* _BRIEF 1_
Decide whether each statement agrees with the article on Anastos's commencement speech, answering yes or no and quoting the deciding words from the article. (a) The weather on Commencement Saturday was damp and chilly. (b) Anastos had worked as a reporter and anchor in New York City for fewer than 20 years. (c) On the following Monday, Anastos anchored the 5 p.m. broadcast for Fox 5 News.
───── PROVIDED TEXT ─────
Anastos to Graduates: 'Live a Life of Joy'
The Marist College Class of 2013 hears from Emmy Award-winning anchorman
(The following Monday, Anastos talked about his time at Marist while anchoring the 5 p.m. broadcast for New York City's Fox 5 News.)
Perhaps no other speaker was as well suited to brightening moods on a damp and chilly Commencement Saturday as Anastos. “You are the good news of the day,” Anastos told the graduates as he shifted into anchor mode and “read” the day’s “top story”: “An urgent call for happiness for new college graduates. It’s breaking news right now, and we’re on location at beautiful Marist College in Poughkeepsie, New York.”
Anastos recalled that he’s covered some amazing stories in his more than 30 years as one of the top reporters and anchors in New York City, including “the good, the bad, and the really ugly.” What has underpinned his success and allows him to enjoy it, he told the graduates, is a happiness fed by the love of family and friends.
───── SUPPLIED DATA ─────
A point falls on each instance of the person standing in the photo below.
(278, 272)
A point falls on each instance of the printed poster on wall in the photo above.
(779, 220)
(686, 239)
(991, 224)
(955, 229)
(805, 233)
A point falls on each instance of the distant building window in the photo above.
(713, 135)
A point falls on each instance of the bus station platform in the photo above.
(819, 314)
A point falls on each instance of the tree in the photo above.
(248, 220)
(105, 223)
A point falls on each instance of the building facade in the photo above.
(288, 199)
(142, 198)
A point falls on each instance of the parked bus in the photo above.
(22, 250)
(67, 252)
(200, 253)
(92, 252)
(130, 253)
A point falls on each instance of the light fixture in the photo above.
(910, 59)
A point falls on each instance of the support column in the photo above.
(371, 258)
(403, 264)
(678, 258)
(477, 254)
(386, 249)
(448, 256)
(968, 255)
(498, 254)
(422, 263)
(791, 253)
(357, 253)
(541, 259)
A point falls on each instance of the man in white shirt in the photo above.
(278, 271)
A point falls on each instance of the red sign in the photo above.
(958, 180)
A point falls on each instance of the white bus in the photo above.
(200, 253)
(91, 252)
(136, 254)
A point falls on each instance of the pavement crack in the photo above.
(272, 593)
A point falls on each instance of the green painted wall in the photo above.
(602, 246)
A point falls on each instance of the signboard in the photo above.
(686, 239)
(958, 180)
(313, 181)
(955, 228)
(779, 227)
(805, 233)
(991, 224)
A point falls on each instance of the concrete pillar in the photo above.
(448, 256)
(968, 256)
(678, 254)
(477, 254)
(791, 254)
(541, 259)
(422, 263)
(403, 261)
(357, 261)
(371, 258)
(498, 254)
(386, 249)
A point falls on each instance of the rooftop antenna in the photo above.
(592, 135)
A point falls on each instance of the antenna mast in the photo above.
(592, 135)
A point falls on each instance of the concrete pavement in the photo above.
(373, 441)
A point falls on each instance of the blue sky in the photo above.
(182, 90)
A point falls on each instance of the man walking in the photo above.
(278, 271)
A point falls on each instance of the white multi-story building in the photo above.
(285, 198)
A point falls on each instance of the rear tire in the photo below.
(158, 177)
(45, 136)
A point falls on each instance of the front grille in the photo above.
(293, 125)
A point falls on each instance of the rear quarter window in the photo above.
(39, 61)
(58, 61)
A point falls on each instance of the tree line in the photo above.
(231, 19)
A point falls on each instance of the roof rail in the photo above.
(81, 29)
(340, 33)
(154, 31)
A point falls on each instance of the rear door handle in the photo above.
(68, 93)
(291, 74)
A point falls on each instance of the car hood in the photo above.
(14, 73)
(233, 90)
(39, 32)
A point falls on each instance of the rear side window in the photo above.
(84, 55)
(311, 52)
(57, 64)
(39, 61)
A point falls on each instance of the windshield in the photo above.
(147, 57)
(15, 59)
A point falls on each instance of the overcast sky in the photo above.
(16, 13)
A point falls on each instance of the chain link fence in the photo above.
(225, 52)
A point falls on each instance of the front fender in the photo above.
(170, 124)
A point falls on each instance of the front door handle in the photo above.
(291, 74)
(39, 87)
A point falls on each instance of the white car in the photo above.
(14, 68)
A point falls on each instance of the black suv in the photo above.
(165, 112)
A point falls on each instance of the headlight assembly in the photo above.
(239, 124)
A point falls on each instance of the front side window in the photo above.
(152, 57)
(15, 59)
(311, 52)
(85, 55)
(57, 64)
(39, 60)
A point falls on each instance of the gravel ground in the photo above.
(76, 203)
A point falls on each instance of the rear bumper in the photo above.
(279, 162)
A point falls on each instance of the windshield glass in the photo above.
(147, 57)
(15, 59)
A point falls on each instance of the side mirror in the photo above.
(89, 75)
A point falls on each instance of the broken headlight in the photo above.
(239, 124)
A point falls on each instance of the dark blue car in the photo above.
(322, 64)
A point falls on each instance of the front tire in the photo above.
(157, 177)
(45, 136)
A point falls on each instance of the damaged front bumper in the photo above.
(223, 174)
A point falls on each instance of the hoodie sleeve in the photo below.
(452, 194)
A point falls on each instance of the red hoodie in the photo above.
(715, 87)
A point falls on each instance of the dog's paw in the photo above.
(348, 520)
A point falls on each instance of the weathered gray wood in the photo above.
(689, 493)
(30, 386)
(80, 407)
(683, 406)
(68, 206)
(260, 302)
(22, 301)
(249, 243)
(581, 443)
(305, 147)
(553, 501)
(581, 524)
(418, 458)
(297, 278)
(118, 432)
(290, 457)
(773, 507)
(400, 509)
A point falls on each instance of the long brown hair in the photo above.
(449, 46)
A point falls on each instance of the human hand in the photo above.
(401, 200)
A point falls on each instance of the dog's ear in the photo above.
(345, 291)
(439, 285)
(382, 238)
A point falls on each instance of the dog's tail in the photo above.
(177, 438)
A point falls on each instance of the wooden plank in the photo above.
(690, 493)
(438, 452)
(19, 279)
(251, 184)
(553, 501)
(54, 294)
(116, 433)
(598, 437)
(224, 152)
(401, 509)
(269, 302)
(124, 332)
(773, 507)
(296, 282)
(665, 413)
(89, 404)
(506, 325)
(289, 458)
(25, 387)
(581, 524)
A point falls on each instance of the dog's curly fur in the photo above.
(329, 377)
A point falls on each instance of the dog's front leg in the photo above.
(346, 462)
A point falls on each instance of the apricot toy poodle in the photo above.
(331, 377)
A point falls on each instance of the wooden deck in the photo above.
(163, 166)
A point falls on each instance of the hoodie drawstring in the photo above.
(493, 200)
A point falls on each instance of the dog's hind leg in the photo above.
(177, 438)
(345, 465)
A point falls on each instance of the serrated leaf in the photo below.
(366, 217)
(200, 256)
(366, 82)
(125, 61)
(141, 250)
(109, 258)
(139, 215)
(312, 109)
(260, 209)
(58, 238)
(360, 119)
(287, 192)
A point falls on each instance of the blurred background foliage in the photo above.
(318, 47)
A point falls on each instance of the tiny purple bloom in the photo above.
─────
* _BRIEF 2_
How many lines of the records contain the string "antenna"? Case counts, and the reply should be the number alone.

* _SOLUTION 1_
(a) Yes: "on a damp and chilly Commencement Saturday"
(b) No: "in his more than 30 years as one of the top reporters and anchors in New York City"
(c) Yes: "The following Monday, Anastos talked about his time at Marist while anchoring the 5 p.m. broadcast for New York City's Fox 5 News"

* _SOLUTION 2_
2